EXERCISE OBJECTIVE - Please repeat the data exactly, leaving nothing out.

* * *

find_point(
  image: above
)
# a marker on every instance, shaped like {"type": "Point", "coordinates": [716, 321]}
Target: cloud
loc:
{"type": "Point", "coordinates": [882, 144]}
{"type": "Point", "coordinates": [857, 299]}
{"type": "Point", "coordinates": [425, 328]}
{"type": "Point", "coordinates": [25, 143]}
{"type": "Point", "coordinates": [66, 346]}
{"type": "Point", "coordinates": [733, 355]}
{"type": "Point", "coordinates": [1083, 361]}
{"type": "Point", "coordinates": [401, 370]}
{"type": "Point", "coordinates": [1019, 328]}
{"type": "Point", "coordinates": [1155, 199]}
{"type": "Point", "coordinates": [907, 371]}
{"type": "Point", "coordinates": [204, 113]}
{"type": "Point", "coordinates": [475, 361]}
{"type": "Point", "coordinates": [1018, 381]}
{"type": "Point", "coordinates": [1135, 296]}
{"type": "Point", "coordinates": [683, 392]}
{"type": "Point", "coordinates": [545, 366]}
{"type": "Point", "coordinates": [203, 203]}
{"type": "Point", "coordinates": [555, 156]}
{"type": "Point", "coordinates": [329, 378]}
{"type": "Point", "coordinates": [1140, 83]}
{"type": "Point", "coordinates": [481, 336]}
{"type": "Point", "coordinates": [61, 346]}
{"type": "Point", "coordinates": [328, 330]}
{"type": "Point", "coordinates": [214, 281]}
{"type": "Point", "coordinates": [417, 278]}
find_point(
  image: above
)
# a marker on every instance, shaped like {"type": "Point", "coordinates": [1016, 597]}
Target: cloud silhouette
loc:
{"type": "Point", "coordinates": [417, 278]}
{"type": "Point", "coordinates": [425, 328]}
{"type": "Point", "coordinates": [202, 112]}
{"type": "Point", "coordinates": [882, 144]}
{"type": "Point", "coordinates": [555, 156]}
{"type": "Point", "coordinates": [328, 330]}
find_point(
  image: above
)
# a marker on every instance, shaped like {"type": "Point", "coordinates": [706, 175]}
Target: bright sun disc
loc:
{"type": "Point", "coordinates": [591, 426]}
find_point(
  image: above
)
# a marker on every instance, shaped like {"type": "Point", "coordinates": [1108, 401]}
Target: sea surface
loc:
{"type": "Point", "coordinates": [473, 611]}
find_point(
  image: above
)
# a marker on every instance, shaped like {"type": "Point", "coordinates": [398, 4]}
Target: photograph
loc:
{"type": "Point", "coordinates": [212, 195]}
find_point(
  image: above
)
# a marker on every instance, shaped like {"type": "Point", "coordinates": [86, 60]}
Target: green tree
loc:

* * *

ANSWER FOR THIS EXERCISE -
find_point(
  image: above
)
# a marker on every instance, shaped like {"type": "Point", "coordinates": [716, 321]}
Target: cloud
loc:
{"type": "Point", "coordinates": [882, 144]}
{"type": "Point", "coordinates": [857, 299]}
{"type": "Point", "coordinates": [425, 328]}
{"type": "Point", "coordinates": [25, 143]}
{"type": "Point", "coordinates": [66, 346]}
{"type": "Point", "coordinates": [733, 355]}
{"type": "Point", "coordinates": [1083, 361]}
{"type": "Point", "coordinates": [401, 370]}
{"type": "Point", "coordinates": [1019, 328]}
{"type": "Point", "coordinates": [1155, 199]}
{"type": "Point", "coordinates": [907, 371]}
{"type": "Point", "coordinates": [204, 113]}
{"type": "Point", "coordinates": [475, 361]}
{"type": "Point", "coordinates": [1018, 381]}
{"type": "Point", "coordinates": [1135, 296]}
{"type": "Point", "coordinates": [683, 392]}
{"type": "Point", "coordinates": [545, 366]}
{"type": "Point", "coordinates": [203, 203]}
{"type": "Point", "coordinates": [555, 156]}
{"type": "Point", "coordinates": [329, 378]}
{"type": "Point", "coordinates": [1140, 83]}
{"type": "Point", "coordinates": [481, 336]}
{"type": "Point", "coordinates": [61, 346]}
{"type": "Point", "coordinates": [328, 330]}
{"type": "Point", "coordinates": [214, 281]}
{"type": "Point", "coordinates": [417, 278]}
find_point(
  image: above
)
# a marker on every instance, shaped like {"type": "Point", "coordinates": [1016, 597]}
Target: cloud silhouette
loc:
{"type": "Point", "coordinates": [417, 278]}
{"type": "Point", "coordinates": [425, 328]}
{"type": "Point", "coordinates": [202, 112]}
{"type": "Point", "coordinates": [882, 144]}
{"type": "Point", "coordinates": [555, 156]}
{"type": "Point", "coordinates": [328, 330]}
find_point(
  image: above
)
# a marker on every instance, shaped like {"type": "Point", "coordinates": [706, 175]}
Target: bright sun disc
loc:
{"type": "Point", "coordinates": [591, 426]}
find_point(
  image: above
)
# a marker on every instance, shaped like {"type": "Point", "coordinates": [1108, 401]}
Target: sea surface
loc:
{"type": "Point", "coordinates": [473, 611]}
find_point(
  image: above
)
# a marker on every instance, shaped like {"type": "Point", "coordinates": [398, 4]}
Target: photograph
loc:
{"type": "Point", "coordinates": [212, 195]}
find_point(
  image: above
)
# a marker on every instance, shaped like {"type": "Point", "coordinates": [86, 60]}
Target: green tree
loc:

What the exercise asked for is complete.